# Record set start

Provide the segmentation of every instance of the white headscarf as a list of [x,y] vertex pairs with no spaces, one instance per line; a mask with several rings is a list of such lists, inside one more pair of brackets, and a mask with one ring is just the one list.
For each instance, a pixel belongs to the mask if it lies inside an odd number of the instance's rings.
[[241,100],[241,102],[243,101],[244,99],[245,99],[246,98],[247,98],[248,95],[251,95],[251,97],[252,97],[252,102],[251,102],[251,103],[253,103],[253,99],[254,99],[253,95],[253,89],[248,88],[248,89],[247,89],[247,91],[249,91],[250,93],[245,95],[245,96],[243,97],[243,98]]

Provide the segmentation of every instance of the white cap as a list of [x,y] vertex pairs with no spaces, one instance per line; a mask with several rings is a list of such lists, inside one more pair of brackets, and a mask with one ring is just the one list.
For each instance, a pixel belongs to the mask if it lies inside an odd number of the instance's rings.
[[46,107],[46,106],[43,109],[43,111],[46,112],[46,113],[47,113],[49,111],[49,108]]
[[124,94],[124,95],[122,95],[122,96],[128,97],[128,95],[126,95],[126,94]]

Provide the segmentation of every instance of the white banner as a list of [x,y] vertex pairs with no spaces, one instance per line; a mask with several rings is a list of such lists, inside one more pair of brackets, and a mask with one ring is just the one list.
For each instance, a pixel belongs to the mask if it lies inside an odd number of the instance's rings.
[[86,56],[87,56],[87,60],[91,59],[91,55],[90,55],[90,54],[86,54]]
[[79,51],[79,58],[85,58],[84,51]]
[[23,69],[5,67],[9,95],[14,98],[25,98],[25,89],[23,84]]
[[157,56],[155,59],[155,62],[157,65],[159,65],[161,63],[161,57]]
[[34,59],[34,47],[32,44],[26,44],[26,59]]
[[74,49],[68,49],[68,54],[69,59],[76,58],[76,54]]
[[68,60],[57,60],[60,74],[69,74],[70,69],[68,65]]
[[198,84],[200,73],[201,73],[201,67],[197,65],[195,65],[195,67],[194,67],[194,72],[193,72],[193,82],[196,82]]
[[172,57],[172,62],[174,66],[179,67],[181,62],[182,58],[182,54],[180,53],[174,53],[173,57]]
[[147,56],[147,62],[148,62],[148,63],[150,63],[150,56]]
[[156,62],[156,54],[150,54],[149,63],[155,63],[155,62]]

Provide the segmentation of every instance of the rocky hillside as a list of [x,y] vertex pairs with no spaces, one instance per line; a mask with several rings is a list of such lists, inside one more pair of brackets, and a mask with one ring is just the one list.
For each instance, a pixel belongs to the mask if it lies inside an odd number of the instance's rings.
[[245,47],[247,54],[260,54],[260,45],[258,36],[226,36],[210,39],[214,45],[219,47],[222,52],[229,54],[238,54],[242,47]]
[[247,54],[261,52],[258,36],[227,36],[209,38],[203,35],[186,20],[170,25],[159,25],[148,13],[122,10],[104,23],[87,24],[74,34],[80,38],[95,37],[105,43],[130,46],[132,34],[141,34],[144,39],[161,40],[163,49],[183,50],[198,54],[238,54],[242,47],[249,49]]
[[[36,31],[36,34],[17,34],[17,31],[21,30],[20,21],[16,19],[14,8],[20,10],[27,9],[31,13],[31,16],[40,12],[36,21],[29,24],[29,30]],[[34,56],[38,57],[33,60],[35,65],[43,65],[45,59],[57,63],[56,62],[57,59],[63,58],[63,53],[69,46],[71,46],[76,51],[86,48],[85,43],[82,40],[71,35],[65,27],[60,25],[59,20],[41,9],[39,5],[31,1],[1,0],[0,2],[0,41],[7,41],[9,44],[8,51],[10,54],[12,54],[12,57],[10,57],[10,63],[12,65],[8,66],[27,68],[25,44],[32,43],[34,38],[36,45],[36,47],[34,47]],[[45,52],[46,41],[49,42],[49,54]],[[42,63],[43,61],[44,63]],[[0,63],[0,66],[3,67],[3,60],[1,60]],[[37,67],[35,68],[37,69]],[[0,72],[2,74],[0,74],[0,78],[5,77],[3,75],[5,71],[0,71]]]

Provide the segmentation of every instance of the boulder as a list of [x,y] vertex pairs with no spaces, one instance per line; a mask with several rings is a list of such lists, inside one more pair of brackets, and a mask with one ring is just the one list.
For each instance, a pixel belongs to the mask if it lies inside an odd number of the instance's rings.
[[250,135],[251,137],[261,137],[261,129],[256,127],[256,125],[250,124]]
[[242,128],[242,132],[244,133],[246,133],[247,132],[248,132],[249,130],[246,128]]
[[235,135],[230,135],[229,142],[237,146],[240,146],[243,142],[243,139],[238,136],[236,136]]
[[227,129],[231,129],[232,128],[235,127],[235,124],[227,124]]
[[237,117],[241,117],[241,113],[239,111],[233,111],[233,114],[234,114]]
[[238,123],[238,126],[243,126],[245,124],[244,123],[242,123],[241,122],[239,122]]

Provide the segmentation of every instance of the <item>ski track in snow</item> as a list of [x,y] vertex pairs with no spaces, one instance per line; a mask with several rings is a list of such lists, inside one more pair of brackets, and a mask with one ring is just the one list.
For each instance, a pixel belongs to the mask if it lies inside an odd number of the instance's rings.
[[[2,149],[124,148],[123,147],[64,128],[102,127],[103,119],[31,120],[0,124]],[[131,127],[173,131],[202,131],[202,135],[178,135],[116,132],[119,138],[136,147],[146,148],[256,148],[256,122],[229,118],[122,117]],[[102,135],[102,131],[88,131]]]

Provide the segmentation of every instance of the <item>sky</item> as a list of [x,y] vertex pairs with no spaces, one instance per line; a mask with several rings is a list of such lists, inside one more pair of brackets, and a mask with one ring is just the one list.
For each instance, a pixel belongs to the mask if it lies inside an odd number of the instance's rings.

# Record set end
# Record set start

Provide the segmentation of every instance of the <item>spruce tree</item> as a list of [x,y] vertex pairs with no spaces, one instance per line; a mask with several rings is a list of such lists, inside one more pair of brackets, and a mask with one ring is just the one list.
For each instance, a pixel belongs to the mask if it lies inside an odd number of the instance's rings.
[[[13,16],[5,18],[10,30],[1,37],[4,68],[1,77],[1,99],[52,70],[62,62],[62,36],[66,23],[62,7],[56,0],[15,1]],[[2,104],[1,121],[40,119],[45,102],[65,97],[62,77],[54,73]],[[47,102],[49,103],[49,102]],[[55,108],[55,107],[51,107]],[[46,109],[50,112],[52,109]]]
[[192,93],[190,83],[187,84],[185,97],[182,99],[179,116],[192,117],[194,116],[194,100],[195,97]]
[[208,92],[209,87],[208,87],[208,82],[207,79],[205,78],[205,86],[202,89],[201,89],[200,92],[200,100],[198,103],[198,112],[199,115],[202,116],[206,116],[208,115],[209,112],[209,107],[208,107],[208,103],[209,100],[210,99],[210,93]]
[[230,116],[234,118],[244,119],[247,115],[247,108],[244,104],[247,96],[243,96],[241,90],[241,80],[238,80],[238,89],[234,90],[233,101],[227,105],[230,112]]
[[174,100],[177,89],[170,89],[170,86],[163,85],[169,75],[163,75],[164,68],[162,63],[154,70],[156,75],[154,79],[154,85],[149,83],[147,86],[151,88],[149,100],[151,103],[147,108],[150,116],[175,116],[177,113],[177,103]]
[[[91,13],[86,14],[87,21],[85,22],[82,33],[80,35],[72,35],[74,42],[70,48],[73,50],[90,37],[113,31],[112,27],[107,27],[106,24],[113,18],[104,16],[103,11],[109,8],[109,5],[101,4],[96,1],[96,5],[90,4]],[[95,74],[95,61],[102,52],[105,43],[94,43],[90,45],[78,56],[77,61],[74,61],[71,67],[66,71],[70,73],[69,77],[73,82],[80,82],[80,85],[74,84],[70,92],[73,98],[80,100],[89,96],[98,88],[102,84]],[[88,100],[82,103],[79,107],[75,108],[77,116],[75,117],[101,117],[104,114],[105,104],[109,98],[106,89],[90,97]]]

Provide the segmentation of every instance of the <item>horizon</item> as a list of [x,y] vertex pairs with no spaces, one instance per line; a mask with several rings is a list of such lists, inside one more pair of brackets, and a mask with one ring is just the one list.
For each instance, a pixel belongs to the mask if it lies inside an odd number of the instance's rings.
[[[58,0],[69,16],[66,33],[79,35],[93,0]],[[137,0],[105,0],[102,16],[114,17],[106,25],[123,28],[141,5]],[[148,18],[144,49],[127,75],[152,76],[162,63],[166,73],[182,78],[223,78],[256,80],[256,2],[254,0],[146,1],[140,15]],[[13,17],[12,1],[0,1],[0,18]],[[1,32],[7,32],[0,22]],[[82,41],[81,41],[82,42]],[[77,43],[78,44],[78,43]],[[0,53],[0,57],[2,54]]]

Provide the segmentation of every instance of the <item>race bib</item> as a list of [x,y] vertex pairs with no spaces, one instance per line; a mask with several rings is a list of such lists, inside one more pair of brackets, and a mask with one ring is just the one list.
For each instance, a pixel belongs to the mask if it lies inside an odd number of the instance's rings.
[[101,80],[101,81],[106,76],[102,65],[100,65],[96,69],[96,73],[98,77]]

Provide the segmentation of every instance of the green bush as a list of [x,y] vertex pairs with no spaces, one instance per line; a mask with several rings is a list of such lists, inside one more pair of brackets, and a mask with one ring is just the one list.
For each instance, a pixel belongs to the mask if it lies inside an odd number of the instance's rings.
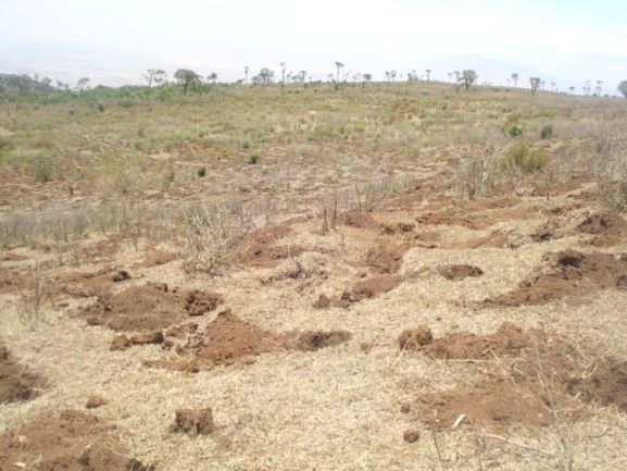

# Record set end
# Record set start

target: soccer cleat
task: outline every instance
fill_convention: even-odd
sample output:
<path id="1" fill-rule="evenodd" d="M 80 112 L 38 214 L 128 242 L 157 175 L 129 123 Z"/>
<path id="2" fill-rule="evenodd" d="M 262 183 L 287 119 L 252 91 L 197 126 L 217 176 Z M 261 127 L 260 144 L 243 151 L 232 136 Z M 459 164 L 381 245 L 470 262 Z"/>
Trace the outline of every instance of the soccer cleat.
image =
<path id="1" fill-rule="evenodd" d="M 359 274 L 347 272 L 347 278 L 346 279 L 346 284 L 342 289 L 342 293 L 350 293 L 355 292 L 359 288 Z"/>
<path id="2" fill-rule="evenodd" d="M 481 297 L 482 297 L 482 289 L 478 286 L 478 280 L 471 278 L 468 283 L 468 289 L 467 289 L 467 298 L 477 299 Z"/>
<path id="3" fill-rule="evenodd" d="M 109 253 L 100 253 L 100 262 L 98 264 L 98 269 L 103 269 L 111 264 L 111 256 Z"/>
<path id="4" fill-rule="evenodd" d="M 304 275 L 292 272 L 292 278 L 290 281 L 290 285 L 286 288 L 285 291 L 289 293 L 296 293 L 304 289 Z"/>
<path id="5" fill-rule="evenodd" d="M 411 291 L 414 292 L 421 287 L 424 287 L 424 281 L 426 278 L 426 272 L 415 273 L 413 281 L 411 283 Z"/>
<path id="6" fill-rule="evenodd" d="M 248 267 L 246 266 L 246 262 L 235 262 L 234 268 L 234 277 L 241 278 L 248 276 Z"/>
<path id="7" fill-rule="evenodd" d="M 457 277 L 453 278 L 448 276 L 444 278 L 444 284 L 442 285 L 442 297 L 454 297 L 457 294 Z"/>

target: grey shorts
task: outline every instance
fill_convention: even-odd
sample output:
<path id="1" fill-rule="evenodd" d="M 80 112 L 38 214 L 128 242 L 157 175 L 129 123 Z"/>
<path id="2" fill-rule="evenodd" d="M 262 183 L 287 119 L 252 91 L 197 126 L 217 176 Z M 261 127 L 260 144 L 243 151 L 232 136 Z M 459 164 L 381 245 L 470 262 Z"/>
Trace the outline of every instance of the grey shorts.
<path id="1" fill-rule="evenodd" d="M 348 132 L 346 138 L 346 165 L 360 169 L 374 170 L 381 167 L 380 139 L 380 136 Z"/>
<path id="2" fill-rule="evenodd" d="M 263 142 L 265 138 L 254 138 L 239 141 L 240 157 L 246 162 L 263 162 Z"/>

# Record set end

Count the lines in the rows above that contain the string "grey", with case mattering. Reply with the number only.

- [Completed task]
2